TASK DATA
======
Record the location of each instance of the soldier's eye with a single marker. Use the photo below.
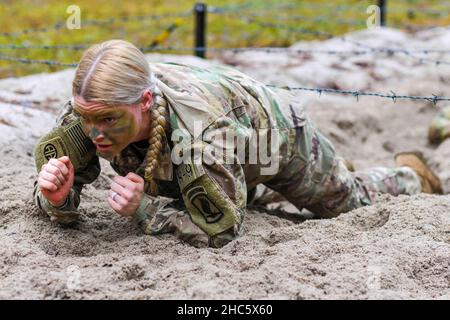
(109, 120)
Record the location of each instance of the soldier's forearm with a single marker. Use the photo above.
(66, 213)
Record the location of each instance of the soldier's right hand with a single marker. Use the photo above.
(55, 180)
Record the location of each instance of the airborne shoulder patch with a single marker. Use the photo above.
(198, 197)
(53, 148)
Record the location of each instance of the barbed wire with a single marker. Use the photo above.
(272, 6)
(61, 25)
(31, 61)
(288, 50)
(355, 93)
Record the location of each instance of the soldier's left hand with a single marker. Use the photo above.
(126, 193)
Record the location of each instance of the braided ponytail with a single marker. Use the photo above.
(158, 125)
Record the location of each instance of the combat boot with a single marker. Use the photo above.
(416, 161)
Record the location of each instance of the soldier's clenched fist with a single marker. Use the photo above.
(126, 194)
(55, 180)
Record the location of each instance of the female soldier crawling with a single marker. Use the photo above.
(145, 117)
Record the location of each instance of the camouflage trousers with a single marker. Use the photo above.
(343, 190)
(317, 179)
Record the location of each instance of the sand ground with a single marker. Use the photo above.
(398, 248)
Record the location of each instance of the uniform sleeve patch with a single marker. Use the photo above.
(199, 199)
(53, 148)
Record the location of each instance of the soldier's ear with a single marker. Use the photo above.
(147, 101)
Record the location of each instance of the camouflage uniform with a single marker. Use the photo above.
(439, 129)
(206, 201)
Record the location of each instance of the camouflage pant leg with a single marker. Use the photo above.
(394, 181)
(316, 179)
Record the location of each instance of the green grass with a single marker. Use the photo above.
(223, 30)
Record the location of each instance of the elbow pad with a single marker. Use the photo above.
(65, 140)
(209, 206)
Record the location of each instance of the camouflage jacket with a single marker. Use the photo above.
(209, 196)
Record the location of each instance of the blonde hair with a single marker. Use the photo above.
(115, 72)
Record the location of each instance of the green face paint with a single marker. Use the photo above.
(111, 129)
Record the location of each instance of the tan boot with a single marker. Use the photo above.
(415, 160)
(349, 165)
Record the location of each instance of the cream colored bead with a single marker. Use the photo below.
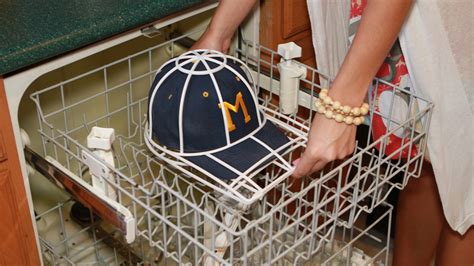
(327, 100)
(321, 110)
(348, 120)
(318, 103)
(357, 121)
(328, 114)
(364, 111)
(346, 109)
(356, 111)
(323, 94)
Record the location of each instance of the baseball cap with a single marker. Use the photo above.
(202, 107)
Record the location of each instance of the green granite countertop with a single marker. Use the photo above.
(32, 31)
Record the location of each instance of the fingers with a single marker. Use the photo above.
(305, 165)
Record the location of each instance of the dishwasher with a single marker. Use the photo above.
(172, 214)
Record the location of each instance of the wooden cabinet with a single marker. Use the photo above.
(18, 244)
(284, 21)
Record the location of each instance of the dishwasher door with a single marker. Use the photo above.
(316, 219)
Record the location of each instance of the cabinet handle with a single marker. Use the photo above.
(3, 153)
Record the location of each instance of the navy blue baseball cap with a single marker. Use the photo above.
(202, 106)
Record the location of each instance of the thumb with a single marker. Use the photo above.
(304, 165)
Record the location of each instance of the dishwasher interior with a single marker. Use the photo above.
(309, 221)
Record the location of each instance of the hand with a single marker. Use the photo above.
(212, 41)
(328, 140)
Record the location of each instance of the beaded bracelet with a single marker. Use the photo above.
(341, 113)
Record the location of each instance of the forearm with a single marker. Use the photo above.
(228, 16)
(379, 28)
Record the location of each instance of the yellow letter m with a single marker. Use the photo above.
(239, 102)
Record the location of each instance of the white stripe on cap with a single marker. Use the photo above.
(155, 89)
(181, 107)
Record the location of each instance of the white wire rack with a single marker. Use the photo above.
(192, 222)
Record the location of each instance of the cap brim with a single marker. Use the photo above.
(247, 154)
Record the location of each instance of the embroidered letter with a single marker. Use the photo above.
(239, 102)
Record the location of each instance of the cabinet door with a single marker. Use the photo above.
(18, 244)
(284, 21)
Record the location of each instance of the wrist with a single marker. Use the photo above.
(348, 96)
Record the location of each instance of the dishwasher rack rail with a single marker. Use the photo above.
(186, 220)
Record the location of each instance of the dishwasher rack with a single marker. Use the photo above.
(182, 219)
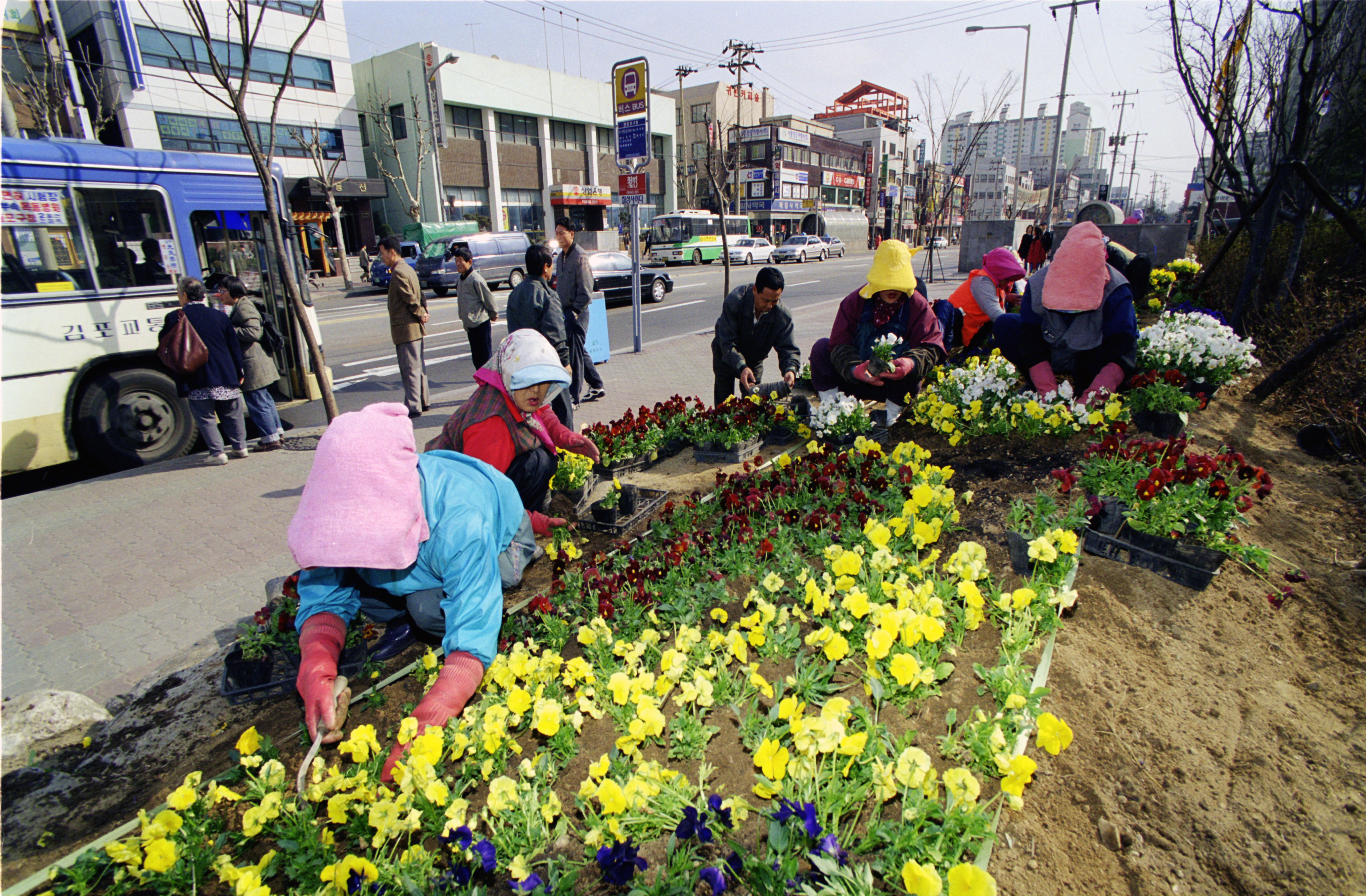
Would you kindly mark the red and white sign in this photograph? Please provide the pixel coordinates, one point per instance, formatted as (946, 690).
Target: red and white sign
======
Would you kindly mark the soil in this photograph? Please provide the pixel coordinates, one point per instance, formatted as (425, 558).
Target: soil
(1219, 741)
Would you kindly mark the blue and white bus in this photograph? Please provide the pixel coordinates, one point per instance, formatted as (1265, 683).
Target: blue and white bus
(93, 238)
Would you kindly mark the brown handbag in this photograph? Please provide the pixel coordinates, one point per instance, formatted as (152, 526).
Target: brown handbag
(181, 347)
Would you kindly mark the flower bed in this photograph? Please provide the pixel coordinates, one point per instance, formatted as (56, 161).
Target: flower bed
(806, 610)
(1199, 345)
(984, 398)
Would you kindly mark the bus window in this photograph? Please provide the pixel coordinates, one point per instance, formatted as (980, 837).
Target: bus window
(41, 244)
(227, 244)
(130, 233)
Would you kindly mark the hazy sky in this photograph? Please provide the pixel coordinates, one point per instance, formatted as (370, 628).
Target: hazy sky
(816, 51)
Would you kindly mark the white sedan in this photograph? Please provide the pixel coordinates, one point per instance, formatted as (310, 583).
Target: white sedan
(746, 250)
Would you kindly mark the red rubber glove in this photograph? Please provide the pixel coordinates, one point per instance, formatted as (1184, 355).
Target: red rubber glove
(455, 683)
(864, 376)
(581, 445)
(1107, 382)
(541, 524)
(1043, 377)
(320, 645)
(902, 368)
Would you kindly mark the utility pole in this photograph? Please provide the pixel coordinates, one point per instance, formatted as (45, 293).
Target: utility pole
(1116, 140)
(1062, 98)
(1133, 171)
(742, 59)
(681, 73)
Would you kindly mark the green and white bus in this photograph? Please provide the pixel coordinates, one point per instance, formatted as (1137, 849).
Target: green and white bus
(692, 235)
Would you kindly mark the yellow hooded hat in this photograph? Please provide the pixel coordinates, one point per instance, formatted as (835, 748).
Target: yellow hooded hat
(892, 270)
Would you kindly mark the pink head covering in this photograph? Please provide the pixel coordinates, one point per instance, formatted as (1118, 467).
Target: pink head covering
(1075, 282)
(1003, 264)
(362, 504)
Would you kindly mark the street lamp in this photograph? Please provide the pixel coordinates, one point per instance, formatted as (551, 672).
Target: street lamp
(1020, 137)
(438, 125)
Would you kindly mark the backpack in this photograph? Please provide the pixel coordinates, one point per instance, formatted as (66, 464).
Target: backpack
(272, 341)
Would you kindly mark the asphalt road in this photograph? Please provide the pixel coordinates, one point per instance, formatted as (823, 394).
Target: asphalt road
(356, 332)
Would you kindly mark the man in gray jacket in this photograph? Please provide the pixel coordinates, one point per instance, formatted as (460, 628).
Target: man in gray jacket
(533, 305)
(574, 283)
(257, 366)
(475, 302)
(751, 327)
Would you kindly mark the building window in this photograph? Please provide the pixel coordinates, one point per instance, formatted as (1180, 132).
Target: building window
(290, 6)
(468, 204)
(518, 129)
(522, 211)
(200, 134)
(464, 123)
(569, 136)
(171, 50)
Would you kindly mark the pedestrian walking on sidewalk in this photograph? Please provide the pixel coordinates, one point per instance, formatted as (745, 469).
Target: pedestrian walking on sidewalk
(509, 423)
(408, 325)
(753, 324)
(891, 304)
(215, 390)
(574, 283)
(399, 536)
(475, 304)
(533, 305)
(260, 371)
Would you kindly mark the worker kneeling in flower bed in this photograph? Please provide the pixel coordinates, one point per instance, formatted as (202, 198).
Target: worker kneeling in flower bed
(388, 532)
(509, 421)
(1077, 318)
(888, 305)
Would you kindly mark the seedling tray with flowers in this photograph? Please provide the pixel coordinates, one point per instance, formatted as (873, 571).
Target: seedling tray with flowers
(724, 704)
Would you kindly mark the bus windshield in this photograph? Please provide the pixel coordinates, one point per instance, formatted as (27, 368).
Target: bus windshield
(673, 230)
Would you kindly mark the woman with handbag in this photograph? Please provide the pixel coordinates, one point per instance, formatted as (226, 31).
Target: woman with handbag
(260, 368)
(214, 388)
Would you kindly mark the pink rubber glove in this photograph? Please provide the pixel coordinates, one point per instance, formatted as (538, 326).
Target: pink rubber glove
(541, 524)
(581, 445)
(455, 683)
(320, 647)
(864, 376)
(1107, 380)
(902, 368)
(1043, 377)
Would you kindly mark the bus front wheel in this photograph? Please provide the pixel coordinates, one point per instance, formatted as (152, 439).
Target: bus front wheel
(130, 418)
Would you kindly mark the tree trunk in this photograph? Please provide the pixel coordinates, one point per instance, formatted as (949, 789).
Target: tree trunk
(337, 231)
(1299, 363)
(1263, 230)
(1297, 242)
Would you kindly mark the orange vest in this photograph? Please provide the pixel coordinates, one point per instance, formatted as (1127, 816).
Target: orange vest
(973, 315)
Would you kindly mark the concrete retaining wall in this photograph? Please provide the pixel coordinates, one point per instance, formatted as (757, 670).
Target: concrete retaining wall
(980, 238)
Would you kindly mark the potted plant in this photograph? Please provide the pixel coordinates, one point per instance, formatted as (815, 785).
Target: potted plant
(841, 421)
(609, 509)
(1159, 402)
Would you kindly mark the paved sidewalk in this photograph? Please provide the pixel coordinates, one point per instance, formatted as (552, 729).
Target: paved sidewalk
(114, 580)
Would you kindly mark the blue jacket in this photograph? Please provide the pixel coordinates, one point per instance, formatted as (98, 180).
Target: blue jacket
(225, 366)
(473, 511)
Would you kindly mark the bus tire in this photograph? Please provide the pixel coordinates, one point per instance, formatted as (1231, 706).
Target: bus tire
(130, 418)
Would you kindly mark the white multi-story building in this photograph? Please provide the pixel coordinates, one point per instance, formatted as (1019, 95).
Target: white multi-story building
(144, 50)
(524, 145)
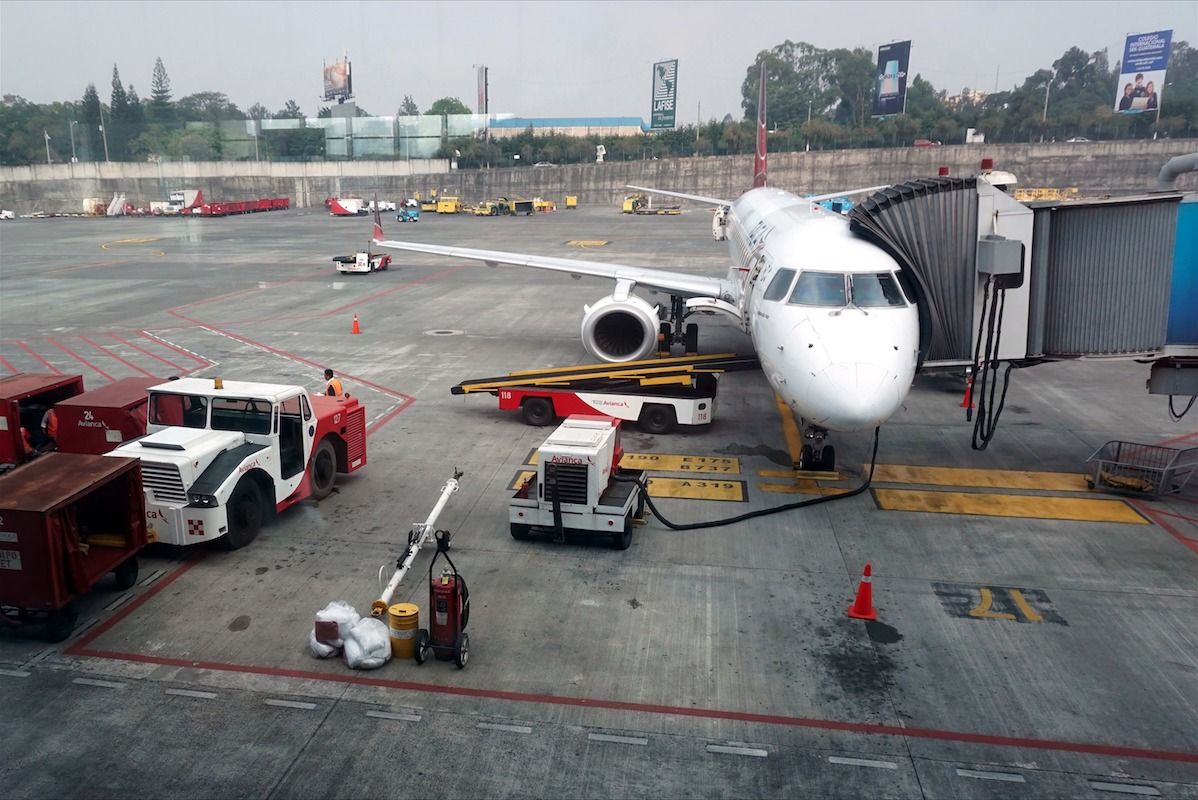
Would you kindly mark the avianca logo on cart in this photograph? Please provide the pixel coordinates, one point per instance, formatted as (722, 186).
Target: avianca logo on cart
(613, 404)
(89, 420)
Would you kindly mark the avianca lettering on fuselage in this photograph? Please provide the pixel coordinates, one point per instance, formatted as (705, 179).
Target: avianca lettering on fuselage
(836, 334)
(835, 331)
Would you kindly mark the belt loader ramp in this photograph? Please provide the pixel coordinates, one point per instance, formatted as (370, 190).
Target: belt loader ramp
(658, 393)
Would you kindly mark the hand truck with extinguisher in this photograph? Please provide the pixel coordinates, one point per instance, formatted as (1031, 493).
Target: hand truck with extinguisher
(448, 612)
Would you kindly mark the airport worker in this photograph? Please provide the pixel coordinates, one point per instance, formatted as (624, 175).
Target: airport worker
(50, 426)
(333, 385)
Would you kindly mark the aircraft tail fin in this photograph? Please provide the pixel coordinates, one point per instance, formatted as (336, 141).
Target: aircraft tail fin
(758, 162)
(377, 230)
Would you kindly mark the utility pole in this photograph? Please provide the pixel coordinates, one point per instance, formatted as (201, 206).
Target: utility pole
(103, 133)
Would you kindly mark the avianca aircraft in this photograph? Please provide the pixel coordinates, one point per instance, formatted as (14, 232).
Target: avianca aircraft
======
TASK DESCRIPTION
Of the entries listed above, reproduce only the lines starting at the line containing "Target: building window" and ending at the line containing "Would you kindly mark the pedestrian". Include both, exactly as they stand.

SOLUTION TO THE PROBLEM
Target: building window
(290, 6)
(468, 204)
(518, 129)
(522, 211)
(200, 134)
(464, 123)
(569, 136)
(171, 50)
Would you kindly mark the pedestrian walking on sidewalk in this photograph? Please provide the pixel coordinates, one point per instance, formatted as (745, 469).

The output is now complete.